### Records to use
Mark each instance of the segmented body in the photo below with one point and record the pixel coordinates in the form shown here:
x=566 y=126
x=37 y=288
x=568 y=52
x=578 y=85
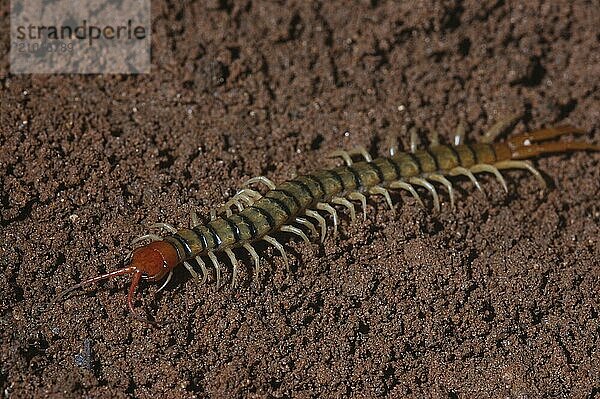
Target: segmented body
x=280 y=206
x=293 y=204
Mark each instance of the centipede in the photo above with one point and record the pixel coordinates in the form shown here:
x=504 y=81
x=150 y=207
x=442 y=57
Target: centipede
x=300 y=205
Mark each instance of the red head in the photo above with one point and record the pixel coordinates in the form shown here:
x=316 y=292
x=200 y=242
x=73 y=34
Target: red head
x=151 y=262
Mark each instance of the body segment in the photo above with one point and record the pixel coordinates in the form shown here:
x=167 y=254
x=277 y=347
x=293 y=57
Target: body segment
x=299 y=202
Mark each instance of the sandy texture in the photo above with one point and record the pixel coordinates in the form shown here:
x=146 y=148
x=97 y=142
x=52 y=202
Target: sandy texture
x=498 y=299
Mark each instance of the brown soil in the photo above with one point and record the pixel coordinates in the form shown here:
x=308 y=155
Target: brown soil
x=497 y=299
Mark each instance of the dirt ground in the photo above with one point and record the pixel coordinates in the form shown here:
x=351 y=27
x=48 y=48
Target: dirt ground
x=497 y=299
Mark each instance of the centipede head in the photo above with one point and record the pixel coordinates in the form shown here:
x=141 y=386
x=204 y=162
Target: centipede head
x=150 y=262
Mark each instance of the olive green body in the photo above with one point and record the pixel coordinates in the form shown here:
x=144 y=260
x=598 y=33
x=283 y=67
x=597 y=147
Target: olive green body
x=292 y=198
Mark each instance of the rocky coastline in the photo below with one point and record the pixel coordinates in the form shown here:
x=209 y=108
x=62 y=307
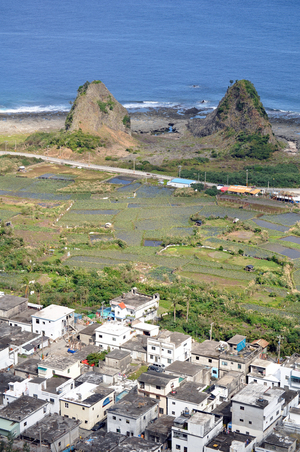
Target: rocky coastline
x=152 y=121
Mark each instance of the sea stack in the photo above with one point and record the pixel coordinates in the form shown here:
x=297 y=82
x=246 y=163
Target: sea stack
x=96 y=111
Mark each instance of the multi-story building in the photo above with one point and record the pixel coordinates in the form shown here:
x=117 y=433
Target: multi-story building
x=134 y=305
x=168 y=347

### Task to complete
Can you format all of the material above as a numbered list with the blank lines removed and the pictures left out?

### Correct result
1. Mark each instance of the segmented body in the photo below with one point and record the pixel coordinates in the form shown here:
2. x=566 y=126
3. x=37 y=288
4. x=568 y=52
5. x=578 y=85
6. Target: segmented body
7. x=280 y=206
8. x=293 y=204
9. Mark each instance of the centipede in the photo above with one point and record the pixel coordinates in the form shown here:
10. x=504 y=81
11. x=150 y=207
12. x=442 y=57
13. Target: centipede
14. x=300 y=205
15. Mark each instance of the red head in the photo above with one point and record the pixel coordinates in the form shown here:
16. x=316 y=292
17. x=200 y=242
18. x=73 y=34
19. Target: red head
20. x=151 y=262
21. Mark each instance of the body segment in the photo above with one point and record the pixel coordinates in the form shown here:
22. x=167 y=254
23. x=277 y=347
24. x=293 y=57
25. Target: body segment
26. x=299 y=202
27. Mark each instance of the sandy texture in the photo above with one point and record the pixel coordinates in the form shown here:
28. x=146 y=148
29. x=97 y=142
30. x=52 y=202
31. Target: sandy texture
32. x=498 y=299
33. Mark each instance of the brown soil in the photo above with one point and record the pixel coordinates in the form shown here:
34. x=308 y=155
35. Target: brown soil
36. x=497 y=299
37. Mark each instance of the dirt ground in the photo above with one point and record the pixel coordinates in the form shown here:
38. x=351 y=27
39. x=48 y=48
40. Target: dirt ground
41. x=497 y=299
42. Mark each instance of the centipede head in the photo above with one point and record the pixel coordinates in the form shown here:
43. x=141 y=386
44. x=204 y=162
45. Target: centipede head
46. x=150 y=262
47. Mark each instance of the olive green body in the photo above with one point and record the pixel coordinates in the form shown here:
48. x=144 y=260
49. x=598 y=33
50. x=283 y=67
51. x=597 y=147
52. Target: olive green body
53. x=292 y=198
54. Mark each instance of the rocky coastline in the photo below with one point and record the pixel coordinates in the form shown here:
55. x=209 y=108
56. x=62 y=307
57. Target: rocky coastline
58. x=152 y=121
59. Mark each instance of the sea stack in the photo above with one point and record the pixel coordinates in the form shown here:
60. x=297 y=82
61. x=246 y=163
62. Target: sea stack
63. x=96 y=111
64. Mark each instance of the multi-story building in the photo above with one point and record the pixel coordinates in the form shown here:
65. x=117 y=433
66. Target: multi-story building
67. x=134 y=305
68. x=168 y=347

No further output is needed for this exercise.